» Activity
Wherever "flower" turns up in the entries, copy out the line that holds it.

» Record excerpts
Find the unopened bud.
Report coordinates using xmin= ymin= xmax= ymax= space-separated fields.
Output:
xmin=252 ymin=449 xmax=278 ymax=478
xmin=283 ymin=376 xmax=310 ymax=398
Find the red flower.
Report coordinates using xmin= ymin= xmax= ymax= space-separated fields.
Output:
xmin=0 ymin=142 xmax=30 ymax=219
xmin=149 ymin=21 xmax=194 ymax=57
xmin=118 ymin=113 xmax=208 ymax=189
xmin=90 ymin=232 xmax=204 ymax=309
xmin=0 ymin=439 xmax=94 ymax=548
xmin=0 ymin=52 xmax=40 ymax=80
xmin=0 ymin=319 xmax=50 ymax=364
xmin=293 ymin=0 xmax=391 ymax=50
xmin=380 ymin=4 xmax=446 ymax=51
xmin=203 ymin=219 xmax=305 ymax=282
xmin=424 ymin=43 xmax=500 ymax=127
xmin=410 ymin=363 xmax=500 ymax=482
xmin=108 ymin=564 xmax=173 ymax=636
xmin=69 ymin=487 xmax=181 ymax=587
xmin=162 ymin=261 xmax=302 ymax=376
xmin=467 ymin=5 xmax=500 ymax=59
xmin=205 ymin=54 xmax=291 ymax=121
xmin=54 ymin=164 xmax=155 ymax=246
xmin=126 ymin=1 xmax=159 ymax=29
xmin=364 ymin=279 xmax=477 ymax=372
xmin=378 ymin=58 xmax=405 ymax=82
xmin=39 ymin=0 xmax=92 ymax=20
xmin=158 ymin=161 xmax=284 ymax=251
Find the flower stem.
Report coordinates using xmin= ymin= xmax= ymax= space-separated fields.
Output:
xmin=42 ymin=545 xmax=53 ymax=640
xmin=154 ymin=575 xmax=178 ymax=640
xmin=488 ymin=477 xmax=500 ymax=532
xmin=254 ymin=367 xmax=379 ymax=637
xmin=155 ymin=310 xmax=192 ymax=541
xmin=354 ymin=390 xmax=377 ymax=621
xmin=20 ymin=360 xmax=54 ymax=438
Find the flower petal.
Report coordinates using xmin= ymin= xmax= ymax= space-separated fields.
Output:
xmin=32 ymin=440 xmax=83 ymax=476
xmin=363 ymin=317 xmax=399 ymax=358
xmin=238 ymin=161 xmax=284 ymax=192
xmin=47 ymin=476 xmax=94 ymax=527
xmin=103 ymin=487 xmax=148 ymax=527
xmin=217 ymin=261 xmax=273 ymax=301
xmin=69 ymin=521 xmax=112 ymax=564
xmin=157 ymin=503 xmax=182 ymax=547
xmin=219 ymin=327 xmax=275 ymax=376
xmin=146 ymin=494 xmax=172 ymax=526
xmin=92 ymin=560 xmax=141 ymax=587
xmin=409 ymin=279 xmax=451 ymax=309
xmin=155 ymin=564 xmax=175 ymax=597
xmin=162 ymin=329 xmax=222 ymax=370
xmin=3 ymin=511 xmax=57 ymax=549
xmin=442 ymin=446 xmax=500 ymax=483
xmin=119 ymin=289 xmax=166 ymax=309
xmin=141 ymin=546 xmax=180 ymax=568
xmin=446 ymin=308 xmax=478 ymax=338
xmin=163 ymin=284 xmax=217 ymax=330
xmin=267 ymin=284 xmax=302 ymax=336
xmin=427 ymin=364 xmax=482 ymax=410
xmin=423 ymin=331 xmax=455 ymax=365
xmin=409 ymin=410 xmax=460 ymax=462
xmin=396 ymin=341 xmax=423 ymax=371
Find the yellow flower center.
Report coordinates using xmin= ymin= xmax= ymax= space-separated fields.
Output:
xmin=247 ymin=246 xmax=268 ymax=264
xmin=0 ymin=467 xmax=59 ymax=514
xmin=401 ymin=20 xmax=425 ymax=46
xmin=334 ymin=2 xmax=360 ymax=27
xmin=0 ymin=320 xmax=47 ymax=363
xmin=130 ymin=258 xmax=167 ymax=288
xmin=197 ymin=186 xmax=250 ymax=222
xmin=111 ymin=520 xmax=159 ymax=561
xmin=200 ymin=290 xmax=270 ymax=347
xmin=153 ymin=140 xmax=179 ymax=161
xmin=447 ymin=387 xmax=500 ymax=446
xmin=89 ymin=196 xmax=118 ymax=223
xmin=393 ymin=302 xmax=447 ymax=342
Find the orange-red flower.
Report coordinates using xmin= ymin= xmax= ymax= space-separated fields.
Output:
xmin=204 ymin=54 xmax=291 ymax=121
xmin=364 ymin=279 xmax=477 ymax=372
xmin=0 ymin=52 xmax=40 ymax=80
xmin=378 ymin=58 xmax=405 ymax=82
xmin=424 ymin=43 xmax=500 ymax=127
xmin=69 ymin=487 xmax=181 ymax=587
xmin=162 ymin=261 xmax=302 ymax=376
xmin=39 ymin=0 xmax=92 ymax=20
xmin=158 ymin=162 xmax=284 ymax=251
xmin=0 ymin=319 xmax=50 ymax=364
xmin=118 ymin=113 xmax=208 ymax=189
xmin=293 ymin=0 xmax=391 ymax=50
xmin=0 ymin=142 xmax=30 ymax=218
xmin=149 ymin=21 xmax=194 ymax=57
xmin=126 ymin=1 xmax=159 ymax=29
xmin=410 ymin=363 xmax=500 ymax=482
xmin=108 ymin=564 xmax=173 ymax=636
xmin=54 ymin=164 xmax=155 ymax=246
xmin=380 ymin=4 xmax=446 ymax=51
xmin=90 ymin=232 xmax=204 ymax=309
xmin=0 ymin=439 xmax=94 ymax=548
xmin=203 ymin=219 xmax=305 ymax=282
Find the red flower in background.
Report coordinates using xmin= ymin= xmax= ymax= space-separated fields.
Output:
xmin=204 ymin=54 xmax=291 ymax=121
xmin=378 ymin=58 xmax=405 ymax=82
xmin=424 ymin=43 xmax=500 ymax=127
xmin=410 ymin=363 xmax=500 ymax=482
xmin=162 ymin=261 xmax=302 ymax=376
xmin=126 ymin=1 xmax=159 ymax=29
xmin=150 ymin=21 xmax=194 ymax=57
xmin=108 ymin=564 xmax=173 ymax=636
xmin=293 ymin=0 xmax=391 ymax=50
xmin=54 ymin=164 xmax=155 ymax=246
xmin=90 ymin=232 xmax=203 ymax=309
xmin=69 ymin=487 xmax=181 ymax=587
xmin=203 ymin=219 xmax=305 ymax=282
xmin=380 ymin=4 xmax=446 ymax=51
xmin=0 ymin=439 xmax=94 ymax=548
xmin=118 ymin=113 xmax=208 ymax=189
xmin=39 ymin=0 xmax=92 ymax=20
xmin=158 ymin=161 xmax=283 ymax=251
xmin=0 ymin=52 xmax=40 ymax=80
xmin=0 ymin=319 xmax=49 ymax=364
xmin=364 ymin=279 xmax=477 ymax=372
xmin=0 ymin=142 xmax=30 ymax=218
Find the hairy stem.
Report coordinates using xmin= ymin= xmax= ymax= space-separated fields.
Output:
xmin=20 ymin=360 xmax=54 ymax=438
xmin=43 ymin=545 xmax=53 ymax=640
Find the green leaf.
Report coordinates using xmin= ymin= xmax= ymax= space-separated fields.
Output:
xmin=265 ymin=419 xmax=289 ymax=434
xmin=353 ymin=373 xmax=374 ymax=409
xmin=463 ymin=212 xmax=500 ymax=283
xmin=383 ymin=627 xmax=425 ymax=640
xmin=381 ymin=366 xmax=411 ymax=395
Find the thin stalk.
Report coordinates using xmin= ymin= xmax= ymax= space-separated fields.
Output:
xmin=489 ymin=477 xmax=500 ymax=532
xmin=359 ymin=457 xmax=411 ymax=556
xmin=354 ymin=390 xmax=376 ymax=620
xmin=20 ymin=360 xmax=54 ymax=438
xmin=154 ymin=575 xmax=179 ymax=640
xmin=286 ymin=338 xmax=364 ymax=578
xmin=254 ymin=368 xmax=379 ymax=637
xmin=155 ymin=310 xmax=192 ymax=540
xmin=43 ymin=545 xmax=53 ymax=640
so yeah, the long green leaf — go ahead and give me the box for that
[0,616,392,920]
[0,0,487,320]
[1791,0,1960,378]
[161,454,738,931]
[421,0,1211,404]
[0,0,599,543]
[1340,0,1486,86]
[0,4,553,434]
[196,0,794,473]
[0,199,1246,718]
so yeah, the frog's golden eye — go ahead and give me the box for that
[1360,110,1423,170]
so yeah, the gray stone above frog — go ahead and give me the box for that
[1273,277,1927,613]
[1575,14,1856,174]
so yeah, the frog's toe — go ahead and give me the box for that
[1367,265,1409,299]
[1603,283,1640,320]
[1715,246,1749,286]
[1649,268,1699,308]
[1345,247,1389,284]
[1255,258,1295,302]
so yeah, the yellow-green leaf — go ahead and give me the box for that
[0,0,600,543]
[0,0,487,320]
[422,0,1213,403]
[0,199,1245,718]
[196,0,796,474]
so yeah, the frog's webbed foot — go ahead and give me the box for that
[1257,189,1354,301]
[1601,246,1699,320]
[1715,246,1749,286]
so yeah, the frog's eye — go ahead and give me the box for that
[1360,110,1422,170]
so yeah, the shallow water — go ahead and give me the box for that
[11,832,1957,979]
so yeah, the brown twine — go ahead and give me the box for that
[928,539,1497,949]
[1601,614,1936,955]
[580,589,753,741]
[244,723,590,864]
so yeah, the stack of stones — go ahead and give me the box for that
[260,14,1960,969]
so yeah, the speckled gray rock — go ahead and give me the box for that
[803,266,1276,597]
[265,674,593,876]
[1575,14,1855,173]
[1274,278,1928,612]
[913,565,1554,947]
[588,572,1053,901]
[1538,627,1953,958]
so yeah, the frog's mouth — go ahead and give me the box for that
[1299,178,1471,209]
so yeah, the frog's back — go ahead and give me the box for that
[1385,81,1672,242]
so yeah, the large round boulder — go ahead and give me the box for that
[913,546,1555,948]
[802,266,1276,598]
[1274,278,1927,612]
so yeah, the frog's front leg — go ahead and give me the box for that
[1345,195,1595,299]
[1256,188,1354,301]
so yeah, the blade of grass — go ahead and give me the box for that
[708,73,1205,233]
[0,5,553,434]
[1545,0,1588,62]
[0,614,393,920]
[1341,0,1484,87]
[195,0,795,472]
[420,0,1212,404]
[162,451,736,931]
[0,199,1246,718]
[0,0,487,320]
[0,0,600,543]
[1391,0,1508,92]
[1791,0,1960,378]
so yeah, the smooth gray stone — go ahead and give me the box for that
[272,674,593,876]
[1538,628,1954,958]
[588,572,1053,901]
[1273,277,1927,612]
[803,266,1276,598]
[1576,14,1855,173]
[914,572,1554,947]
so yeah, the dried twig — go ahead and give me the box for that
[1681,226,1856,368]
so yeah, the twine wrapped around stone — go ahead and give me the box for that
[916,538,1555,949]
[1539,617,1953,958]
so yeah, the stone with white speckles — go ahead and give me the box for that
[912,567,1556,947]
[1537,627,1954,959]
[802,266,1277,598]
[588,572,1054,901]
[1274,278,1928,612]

» Answer section
Find the red flower.
Find the flower stem.
Find the flower petal.
Find the yellow flower center.
Find the orange-red flower.
Find the red flower in background.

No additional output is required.